::: DOCUMENT TEXT :::

For these reasons, it is clear to us that we have a common objective
in ensuring the firm's long-term viability....We would propose that
you make us a compelling offer to unwind all your outstanding CDS
contracts with AIG [at a discount].... Of course, we are open to other
proposals you might have that would lead to a final resolution of this
complex portfolio and therefore satisfy our common objectives.
[Your] assessments should also reflect the cost of the considerable
direct and indirect benefits counterparties have derived from the
Federal Reserve's support of AIG and market stability more
broadly....Of course, participation is entirely voluntary...."
[95] We spoke with the remaining two counterparties--Bank of America
and Merrill Lynch--but they were unable to provide information on
whether FRBNY sought concessions. At the time of ML III, these
companies were independent, but Bank of America has acquired Merrill
Lynch in the interim.
[96] On numerous occasions in 2008 and 2009, the Federal Reserve Board
invoked emergency authority under the Federal Reserve Act of 1913 to
authorize new programs and financial assistance to individual
institutions to stabilize financial markets. Loans outstanding for the
emergency programs peaked at more than $1 trillion in late 2008. The
Federal Reserve Board directed FRBNY to implement most of these
emergency actions. See [hyperlink,
http://www.gao.gov/products/GAO-11-696].
[97] As noted earlier, however, FRBNY and its advisor had developed
three approaches to calculating concessions. Also, two counterparties
we spoke with had a rationale for evaluating concessions, which
included considering the removal of hedging costs and details
associated with collateral postings by AIG.

::: SOURCE RECORDS :::

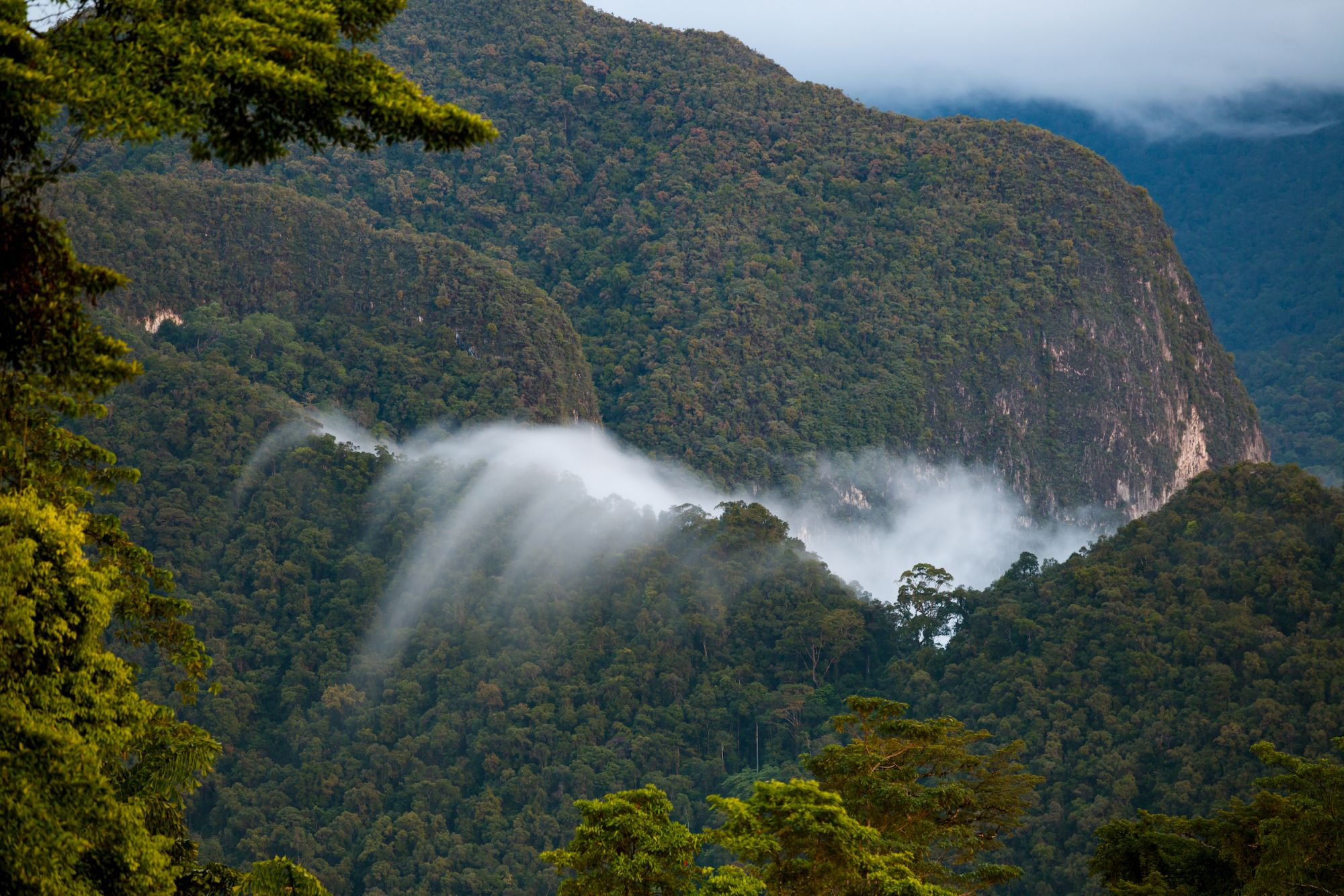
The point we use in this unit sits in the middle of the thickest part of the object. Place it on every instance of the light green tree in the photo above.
(92, 777)
(628, 846)
(799, 840)
(929, 789)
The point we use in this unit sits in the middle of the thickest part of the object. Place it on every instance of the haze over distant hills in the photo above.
(763, 269)
(1260, 221)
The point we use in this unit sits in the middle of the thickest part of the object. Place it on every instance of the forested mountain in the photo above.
(1142, 672)
(1139, 674)
(1260, 221)
(761, 269)
(396, 328)
(732, 269)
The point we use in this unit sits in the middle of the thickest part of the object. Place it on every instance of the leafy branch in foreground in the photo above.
(93, 777)
(905, 808)
(1290, 839)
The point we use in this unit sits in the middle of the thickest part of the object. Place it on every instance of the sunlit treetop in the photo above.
(241, 80)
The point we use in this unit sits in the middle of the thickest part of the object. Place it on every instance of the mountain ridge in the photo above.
(763, 271)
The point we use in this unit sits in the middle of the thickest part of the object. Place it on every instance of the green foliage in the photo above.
(627, 846)
(928, 791)
(928, 612)
(280, 878)
(404, 331)
(1140, 672)
(739, 249)
(92, 776)
(1288, 839)
(799, 840)
(1259, 224)
(1299, 393)
(243, 81)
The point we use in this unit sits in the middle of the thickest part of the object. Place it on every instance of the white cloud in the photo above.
(1127, 58)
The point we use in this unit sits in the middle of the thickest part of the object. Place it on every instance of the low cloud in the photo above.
(1155, 64)
(513, 503)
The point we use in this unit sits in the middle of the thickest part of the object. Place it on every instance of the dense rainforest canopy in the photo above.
(726, 267)
(1260, 221)
(736, 249)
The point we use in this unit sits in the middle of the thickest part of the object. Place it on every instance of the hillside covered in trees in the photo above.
(722, 265)
(761, 269)
(1260, 221)
(1138, 674)
(314, 303)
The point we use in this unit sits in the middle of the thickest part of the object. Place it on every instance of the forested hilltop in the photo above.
(1138, 674)
(398, 330)
(761, 269)
(1260, 221)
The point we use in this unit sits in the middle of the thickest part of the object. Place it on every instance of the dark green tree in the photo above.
(799, 840)
(93, 777)
(628, 846)
(927, 608)
(1290, 839)
(931, 789)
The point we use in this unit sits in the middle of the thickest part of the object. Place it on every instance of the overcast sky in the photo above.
(1131, 60)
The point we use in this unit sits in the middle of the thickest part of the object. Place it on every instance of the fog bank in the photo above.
(506, 499)
(1151, 64)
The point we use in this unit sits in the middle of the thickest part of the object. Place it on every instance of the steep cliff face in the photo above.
(396, 327)
(763, 271)
(1128, 379)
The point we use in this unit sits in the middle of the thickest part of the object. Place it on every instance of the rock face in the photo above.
(764, 269)
(764, 272)
(398, 327)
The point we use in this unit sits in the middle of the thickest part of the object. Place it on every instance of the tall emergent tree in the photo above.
(905, 808)
(92, 776)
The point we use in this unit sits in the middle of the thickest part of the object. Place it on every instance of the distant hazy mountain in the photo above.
(1260, 222)
(764, 269)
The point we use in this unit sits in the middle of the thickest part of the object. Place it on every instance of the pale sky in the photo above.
(1123, 58)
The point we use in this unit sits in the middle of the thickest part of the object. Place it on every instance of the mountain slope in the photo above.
(1261, 224)
(763, 269)
(398, 330)
(1142, 672)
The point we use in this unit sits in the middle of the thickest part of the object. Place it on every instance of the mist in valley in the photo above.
(502, 507)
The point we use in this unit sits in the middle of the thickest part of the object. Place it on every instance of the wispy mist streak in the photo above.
(515, 503)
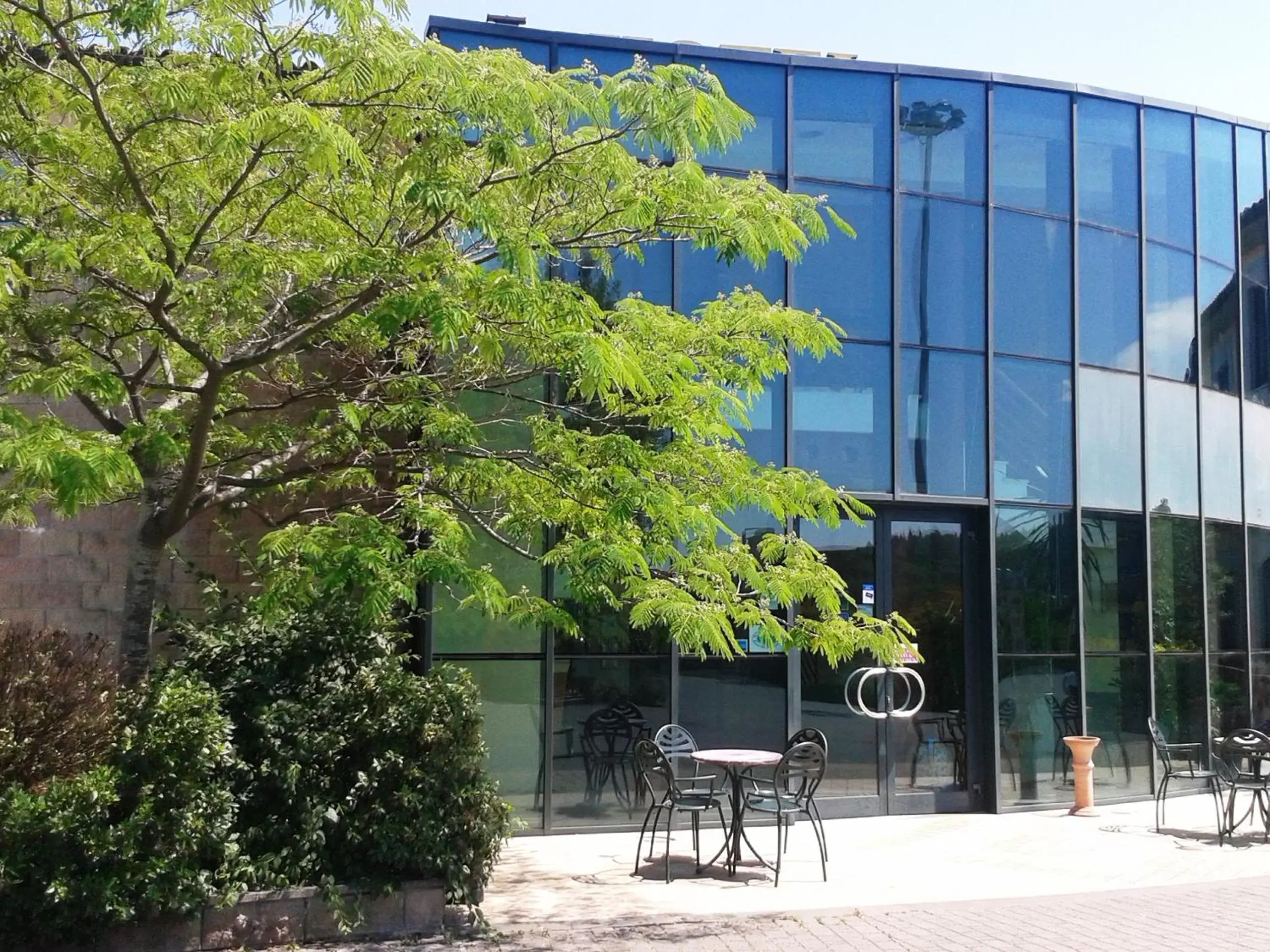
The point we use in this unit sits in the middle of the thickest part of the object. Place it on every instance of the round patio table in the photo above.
(736, 761)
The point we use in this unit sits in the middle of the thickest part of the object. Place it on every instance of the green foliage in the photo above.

:::

WHAT THIS EXERCISE ASKS:
[1] Rewrite the records from the line with "table in the photo above." up to and including the last line of the records, with "round patio table" changed to "round garden table" and everything else left as is.
[2] Continue the excerpt on FRBNY and the AIG credit default swap counterparties from the point where it ends.
The records bear no relation to the text.

FINAL ANSWERS:
[1]
The point we use in this unit sits in the middle of the thickest part of the object. Place it on every instance of the round garden table in the photo above.
(736, 761)
The point we use in this unit sits in the middle of the thickest part of the object. Place it on every instance of the green foliage in the photo above.

[2]
[98] Testimonies of Thomas C. Baxter, Jr., Executive Vice President
and General Counsel, FRBNY, and Treasury Secretary Timothy F.
Geithner, before the House Committee on Government Oversight and
Reform, January 27, 2010.
[99] See Questions for the Record, submitted in conjunction with
testimony of Timothy F. Geithner, before the House Committee on
Oversight and Government Reform, January 27, 2010.
[100] According to the French banking official, liability would arise
under civil law through claims by shareholders, and generally would
not involve an administrative action by regulators themselves. This is
because typically, banks would not act if they believed the regulator
would take subsequent action, the official said. If there was to be
liability, it could be governed by statutory provisions applicable to
specific legal forms of organization, such as joint stock company, or
cooperative or mutual banks. Liability could also arise generally
under the French civil code. Article 1382 of the French civil code,
cited by the French official, states: "Any act whatever of man, which
causes damage to another, obliges the one by whose fault it occurred,
to compensate it."
[101] Once FRBNY and AIG counterparties agreed on the CDOs to be
acquired, the ML III transaction closed, with ML III paying the
counterparties for the CDOs it acquired. The ML III transaction had
three separate closings in two rounds, on November 25, 2008, and on
December 18 and 22, 2008. The two rounds settled $46.1 billion and $16
billion in CDO notional values, respectively. On the closing dates,
the counterparties delivered the CDOs into an escrow account. ML III
funded the escrow account with $29.3 billion. The escrow agent
released $26.9 billion to the counterparties and delivered the CDOs to
ML III.
[102] Synthetic CDOs are backed by credit derivatives such as CDS or
options contracts, not assets such as bonds or mortgage-backed
securities.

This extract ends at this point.